_WHAT THE TASK ASKS_: Rewrite the entries from the line with "request: boxes for construction worker" up to and including the line with "[263,14,660,269]", putting "tower block" in place of "high-rise building" and keeping everything else the same.

** Start DATASET ENTRIES **

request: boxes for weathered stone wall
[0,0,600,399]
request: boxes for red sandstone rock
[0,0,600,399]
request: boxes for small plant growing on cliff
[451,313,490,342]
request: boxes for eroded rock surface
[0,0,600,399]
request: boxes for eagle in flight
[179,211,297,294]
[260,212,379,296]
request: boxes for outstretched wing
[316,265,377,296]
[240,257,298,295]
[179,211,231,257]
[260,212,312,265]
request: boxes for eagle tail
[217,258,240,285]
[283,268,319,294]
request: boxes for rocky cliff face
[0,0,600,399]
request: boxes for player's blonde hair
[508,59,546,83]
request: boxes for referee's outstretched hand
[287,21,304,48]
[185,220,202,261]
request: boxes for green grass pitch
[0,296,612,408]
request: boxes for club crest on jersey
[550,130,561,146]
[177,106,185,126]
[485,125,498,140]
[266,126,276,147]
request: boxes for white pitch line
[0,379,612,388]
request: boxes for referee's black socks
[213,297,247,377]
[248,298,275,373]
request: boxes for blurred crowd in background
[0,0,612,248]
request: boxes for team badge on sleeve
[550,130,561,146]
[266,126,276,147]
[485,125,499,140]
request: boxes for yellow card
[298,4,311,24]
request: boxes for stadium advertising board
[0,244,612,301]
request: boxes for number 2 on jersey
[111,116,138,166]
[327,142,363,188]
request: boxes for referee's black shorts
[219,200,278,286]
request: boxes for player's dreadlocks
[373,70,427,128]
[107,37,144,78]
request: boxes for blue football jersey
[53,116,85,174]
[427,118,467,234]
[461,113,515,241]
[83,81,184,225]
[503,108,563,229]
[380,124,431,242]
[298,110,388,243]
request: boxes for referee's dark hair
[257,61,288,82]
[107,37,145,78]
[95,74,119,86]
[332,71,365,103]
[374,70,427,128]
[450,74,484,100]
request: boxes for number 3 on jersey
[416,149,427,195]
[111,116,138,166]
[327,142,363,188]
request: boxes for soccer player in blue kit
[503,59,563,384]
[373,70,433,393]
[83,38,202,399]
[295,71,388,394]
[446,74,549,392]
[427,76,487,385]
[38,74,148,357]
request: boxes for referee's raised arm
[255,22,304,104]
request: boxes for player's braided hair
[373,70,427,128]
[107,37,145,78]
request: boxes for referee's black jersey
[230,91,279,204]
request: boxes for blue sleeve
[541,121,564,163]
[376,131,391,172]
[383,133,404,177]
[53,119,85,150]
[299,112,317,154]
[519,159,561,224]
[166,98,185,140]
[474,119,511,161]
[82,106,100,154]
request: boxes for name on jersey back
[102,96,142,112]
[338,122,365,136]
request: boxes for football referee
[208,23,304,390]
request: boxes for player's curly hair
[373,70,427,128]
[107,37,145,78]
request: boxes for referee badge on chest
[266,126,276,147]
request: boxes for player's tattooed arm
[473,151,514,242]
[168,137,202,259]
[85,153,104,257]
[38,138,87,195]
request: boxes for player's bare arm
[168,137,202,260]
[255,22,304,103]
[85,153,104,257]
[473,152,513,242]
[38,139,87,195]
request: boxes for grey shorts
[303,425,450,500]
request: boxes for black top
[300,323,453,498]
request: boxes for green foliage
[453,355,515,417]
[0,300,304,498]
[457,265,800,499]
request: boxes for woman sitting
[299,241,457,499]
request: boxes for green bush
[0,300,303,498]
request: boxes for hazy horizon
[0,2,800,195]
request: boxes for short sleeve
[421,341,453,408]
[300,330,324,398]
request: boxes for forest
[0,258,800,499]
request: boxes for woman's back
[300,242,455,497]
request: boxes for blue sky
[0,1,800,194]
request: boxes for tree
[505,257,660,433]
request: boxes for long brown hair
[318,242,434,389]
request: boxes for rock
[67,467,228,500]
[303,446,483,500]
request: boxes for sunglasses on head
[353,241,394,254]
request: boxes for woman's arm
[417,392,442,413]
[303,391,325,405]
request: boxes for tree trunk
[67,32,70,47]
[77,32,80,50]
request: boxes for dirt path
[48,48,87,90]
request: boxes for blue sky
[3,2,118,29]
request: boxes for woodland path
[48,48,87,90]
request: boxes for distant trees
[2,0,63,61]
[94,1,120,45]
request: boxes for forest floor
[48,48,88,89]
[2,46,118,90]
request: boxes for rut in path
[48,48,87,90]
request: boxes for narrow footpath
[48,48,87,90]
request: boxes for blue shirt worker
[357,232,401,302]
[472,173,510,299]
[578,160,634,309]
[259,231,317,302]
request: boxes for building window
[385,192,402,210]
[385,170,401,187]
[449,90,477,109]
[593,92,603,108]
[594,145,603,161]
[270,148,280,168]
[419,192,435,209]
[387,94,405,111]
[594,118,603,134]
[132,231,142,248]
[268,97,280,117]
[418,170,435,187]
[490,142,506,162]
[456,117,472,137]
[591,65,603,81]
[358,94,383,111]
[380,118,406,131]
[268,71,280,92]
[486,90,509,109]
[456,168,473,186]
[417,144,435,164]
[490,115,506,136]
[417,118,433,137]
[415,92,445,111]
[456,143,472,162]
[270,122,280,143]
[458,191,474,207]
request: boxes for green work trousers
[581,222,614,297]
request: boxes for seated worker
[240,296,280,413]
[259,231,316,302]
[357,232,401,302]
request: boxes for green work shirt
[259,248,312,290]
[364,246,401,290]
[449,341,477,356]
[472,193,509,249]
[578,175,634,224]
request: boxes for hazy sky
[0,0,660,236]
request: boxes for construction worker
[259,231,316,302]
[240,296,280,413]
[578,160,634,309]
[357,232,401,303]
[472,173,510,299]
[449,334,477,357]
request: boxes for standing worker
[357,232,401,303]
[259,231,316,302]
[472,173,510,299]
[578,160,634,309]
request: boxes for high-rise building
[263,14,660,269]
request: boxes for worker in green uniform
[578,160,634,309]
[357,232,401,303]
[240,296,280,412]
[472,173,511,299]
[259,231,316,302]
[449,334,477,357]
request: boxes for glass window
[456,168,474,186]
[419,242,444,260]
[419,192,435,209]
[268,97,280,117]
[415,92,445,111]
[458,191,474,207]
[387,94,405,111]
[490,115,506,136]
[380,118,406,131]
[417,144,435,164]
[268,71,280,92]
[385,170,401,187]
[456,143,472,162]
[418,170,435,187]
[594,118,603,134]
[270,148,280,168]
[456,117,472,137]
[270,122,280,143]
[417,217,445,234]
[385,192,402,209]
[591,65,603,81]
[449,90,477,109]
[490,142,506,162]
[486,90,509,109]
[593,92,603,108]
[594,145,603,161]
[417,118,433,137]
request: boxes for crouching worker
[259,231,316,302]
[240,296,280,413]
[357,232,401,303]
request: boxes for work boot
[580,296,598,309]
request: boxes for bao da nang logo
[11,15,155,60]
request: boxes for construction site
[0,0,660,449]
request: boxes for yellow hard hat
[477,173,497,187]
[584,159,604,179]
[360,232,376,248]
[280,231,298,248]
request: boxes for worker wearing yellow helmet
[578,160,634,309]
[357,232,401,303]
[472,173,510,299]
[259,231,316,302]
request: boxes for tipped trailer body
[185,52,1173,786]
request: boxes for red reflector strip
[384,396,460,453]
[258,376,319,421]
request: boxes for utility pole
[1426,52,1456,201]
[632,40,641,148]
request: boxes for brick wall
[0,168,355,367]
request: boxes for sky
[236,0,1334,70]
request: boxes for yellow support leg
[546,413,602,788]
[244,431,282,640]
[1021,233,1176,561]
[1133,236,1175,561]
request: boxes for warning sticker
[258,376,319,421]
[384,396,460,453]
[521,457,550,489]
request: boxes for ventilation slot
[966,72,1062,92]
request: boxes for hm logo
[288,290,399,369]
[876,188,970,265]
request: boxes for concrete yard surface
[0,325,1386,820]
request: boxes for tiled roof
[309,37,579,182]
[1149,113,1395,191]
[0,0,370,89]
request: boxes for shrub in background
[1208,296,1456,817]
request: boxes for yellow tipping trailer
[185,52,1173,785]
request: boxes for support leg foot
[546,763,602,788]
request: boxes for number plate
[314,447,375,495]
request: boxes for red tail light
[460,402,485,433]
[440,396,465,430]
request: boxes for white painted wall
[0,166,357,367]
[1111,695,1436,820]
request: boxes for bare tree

** End DATASET ENTRIES **

_EXERCISE ANSWER_:
request: boxes for construction worker
[259,231,316,302]
[240,296,280,413]
[578,160,634,309]
[357,232,401,303]
[472,173,510,299]
[449,334,477,357]
request: boxes for standing worker
[357,232,401,303]
[259,231,316,302]
[472,173,510,299]
[578,160,634,309]
request: boxes for tower block
[263,14,660,269]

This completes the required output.